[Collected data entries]
▶

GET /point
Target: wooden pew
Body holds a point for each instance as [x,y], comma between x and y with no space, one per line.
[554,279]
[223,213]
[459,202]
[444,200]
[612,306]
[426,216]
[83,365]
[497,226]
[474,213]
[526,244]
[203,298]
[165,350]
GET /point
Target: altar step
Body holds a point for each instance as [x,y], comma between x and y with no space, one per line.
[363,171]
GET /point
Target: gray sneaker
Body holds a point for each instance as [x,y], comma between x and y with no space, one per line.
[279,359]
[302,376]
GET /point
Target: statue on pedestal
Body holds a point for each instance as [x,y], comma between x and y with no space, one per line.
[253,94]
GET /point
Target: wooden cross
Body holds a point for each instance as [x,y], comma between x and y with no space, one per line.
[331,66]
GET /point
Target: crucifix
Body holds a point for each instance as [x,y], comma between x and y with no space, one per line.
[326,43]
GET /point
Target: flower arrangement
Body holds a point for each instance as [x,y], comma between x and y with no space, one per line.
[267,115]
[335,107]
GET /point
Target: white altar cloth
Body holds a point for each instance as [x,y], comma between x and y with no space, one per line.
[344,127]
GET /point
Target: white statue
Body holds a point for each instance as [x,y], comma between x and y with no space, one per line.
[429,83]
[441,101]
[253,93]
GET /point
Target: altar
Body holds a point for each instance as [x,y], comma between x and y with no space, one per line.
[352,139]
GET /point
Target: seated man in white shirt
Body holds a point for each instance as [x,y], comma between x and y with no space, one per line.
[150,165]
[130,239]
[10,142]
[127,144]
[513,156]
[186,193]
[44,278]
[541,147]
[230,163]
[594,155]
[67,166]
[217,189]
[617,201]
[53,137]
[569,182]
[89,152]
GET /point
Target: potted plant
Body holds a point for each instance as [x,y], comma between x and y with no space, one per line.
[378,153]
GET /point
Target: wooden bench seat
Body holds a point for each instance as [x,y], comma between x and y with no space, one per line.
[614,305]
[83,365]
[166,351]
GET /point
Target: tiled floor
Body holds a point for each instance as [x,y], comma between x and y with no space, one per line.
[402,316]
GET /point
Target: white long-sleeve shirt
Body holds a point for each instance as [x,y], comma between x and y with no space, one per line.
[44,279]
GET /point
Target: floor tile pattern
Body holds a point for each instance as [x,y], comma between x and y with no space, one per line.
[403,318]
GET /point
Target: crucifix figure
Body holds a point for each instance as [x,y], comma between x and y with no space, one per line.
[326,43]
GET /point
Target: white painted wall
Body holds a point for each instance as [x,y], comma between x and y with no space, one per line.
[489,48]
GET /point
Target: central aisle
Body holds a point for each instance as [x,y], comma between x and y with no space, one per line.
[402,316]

◀
▶

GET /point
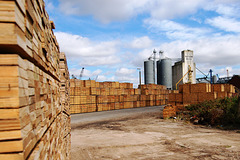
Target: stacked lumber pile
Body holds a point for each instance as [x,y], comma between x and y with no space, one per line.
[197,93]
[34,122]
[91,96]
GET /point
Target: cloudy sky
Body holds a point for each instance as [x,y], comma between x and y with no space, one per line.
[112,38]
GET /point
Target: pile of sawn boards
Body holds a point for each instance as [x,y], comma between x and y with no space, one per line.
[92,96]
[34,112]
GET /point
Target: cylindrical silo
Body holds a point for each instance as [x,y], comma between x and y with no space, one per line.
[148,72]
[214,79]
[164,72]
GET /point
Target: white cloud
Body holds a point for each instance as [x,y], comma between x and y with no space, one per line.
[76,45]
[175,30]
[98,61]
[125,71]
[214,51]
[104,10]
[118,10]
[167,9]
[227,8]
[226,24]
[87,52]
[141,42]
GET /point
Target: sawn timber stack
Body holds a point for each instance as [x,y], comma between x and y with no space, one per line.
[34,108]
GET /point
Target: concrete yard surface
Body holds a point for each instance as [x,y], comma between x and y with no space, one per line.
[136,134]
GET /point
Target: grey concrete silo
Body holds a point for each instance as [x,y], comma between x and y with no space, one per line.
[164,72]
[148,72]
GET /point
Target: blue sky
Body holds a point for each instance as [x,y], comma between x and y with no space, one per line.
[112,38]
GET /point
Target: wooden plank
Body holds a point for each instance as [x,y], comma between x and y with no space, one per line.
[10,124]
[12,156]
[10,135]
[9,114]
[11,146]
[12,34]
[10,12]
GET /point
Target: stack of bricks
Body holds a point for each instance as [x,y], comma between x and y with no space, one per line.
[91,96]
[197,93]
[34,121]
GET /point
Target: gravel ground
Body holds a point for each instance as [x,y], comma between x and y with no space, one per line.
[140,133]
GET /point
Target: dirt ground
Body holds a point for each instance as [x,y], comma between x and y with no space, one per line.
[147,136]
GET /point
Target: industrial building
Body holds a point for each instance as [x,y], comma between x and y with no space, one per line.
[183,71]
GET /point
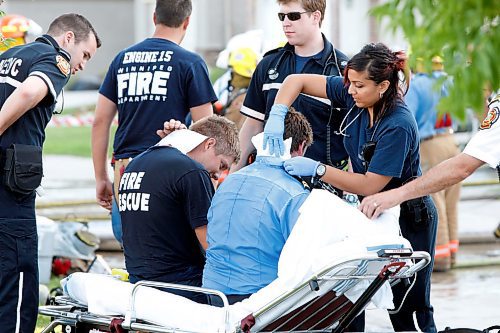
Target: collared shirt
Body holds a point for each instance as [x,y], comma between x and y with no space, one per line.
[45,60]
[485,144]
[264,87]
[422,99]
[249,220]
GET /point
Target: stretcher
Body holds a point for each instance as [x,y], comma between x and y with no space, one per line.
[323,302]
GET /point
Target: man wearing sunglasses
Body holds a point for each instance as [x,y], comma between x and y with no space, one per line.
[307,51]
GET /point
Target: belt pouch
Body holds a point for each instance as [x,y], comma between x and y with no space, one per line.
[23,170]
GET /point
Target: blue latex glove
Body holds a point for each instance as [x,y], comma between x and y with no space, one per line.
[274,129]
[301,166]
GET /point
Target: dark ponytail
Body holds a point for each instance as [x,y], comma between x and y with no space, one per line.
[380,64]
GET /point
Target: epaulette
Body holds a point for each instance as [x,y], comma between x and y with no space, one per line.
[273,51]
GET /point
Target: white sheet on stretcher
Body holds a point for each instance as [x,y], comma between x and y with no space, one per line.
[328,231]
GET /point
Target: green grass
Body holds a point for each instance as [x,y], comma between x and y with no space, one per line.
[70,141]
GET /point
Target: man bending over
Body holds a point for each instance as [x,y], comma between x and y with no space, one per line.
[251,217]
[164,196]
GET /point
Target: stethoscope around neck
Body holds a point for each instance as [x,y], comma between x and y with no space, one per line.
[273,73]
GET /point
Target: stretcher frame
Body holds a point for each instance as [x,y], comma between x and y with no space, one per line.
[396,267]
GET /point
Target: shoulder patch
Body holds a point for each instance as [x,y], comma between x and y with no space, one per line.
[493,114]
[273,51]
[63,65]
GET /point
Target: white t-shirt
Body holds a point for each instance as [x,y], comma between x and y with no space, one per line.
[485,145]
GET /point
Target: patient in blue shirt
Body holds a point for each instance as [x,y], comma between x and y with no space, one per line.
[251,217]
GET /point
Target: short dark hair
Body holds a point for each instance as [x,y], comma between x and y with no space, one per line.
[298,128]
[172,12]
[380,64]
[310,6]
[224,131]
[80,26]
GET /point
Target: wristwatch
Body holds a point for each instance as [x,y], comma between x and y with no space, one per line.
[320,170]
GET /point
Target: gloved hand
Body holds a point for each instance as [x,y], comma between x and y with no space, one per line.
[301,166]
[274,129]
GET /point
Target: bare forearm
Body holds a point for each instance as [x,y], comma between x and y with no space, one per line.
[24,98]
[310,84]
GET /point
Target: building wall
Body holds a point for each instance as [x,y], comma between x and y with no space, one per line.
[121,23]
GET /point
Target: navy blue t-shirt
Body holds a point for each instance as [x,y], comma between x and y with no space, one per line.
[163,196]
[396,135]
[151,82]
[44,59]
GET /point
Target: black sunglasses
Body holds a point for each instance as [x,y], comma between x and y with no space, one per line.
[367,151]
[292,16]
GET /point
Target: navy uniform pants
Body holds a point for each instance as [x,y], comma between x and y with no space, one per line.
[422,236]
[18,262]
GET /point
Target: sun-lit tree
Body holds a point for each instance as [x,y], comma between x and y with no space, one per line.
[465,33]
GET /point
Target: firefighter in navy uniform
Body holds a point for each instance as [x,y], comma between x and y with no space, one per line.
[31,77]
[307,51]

◀

**WHAT TO PRODUCE**
What you return should be exactly the lines above, starting at the one with "Target: wooden pew" and ending at the one with "Target: wooden cross", and nothing else.

**ANSWER AREA**
Target: wooden pew
Body holds a point for each instance as [x,y], comma between x and y with no space, one per line.
[554,279]
[223,213]
[459,202]
[444,200]
[612,306]
[426,216]
[83,365]
[497,226]
[474,213]
[526,244]
[203,298]
[165,350]
GET /point
Target: altar step
Body holds a point for each instance as [x,y], comma between x and y with no space, one per line.
[363,171]
GET /point
Target: gray sneaker
Body holds a point for each instance as [x,y], comma between x and y with no space, one per line.
[279,359]
[302,376]
GET /point
Target: statue on pedestal
Body holds a point for each instance as [x,y], comma between x and y with no space, one per line.
[253,94]
GET /point
Target: wooden cross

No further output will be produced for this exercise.